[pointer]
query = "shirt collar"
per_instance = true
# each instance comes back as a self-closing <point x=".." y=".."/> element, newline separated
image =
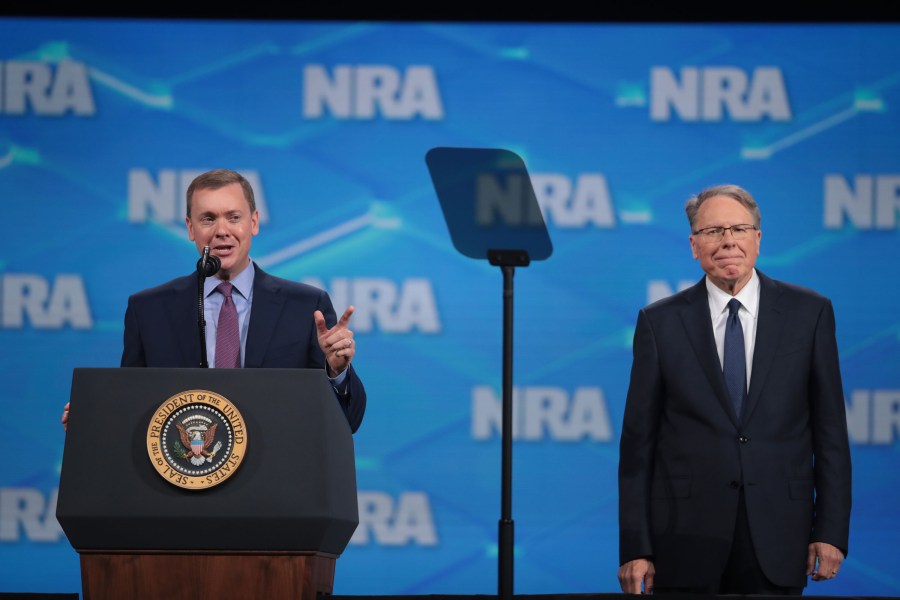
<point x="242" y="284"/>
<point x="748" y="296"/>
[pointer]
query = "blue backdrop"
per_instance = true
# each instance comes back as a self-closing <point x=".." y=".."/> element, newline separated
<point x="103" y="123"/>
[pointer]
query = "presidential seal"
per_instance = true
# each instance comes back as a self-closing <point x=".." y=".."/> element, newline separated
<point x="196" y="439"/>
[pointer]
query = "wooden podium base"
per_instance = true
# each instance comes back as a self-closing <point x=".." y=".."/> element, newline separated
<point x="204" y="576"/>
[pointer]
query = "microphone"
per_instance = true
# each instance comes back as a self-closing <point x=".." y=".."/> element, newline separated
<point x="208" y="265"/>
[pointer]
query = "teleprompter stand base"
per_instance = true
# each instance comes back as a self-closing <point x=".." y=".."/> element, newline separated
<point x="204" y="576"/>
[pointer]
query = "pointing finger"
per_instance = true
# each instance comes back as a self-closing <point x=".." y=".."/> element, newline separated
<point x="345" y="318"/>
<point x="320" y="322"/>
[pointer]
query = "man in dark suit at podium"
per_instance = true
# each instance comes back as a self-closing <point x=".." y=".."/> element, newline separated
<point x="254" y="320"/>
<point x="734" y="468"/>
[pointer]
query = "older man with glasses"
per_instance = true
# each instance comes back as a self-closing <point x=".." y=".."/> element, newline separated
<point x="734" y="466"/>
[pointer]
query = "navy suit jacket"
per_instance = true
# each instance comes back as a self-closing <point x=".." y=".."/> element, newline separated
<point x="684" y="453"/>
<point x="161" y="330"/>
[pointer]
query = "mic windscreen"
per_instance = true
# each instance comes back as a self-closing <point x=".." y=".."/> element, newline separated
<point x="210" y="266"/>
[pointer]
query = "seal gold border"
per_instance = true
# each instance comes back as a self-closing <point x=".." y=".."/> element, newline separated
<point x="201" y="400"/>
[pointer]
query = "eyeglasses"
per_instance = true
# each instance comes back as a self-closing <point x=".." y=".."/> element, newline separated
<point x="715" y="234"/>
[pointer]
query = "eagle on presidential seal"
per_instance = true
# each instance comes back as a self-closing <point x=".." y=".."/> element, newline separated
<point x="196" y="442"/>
***
List each line from the entries above that contains the word "podium".

query = "wooden podium base"
query = "man in dark suit at podium"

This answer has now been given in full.